══ Given records ══

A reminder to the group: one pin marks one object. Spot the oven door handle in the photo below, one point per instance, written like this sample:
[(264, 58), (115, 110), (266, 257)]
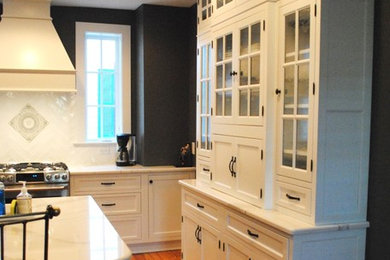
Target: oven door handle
[(32, 188)]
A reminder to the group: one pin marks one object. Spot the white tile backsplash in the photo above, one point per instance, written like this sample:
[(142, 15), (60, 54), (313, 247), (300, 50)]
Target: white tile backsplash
[(56, 141)]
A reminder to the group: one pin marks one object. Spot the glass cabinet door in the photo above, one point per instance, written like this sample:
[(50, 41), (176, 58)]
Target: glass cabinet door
[(204, 93), (294, 96), (249, 71), (224, 75)]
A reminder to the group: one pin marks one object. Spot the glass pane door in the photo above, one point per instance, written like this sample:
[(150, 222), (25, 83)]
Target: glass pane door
[(295, 90), (224, 75), (249, 70), (205, 96)]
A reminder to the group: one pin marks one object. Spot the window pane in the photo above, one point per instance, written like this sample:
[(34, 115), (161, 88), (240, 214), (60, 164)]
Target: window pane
[(288, 128), (228, 103), (254, 102), (108, 54), (255, 70), (93, 55), (108, 124), (243, 103), (244, 41), (228, 77), (228, 46), (301, 152), (290, 37), (304, 34), (289, 90), (219, 49), (219, 100), (92, 89), (244, 72), (107, 87), (92, 123), (303, 89), (255, 37)]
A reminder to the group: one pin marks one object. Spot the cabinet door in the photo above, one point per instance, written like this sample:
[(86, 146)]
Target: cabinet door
[(296, 90), (224, 76), (223, 162), (249, 169), (189, 243), (205, 68), (249, 63), (165, 206)]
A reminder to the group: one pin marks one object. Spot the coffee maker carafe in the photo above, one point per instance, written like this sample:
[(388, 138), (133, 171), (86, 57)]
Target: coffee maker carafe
[(125, 156)]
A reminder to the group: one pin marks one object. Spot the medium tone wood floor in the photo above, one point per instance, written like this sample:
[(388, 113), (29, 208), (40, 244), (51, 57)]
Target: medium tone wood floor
[(165, 255)]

═══

*Problem statement*. Render the material as a numbered list, from its first line through the line containing "[(125, 156)]", with blank lines dropped and the pictures left out.

*Solution to the problem*.
1. A reminder to the group: one pin marks one object. Spot the oven door handle in the photo below, one point per instance, written like this sample:
2. [(264, 58), (115, 110), (266, 257)]
3. Target: oven door handle
4. [(32, 188)]
5. A reminder to the group: one pin marks one object. Spot the white tile backsplash in the photo above, one point per instance, written like this sample:
6. [(142, 15), (60, 54), (313, 247), (300, 50)]
7. Target: white tile backsplash
8. [(56, 141)]
9. A reminder to the group: one pin marks one object. Spot the glass cabinet door in the photo above, one point per instance, written like this sample:
10. [(50, 41), (176, 58)]
11. Target: glass cabinet door
12. [(204, 93), (294, 96), (249, 71), (224, 75)]
13. A reminder to the group: one pin marks one object. Spot the glass pane door in the photo above, one point per instance, written like this sample:
14. [(150, 222), (25, 83)]
15. Target: glass pane door
16. [(295, 90), (224, 75), (249, 70), (205, 96)]
17. A reminder to the group: one pin marks one object. Spot the window pane in the photo above, one point per instance, written like this sample:
18. [(34, 115), (161, 88), (240, 214), (60, 164)]
19. Target: window pane
20. [(288, 128), (228, 103), (254, 102), (108, 54), (255, 70), (93, 55), (108, 124), (243, 103), (244, 41), (228, 77), (228, 46), (301, 152), (290, 37), (304, 34), (289, 90), (219, 49), (219, 100), (92, 89), (244, 72), (107, 87), (92, 123), (303, 89), (255, 37)]
21. A reminder to the group: one pin marks one object. Spot the cabinet door in the photo above, one point per instance, written like this sample:
22. [(86, 146)]
23. Target: cabinet door
24. [(296, 90), (224, 76), (223, 162), (249, 169), (189, 243), (205, 68), (249, 63), (165, 206)]
25. A reminder to the group: one pin marks one object. Spot the coffee maker carafe in the photo above, one point per instance, written like this sample:
26. [(388, 138), (133, 171), (86, 57)]
27. Target: coffee maker carafe
28. [(125, 156)]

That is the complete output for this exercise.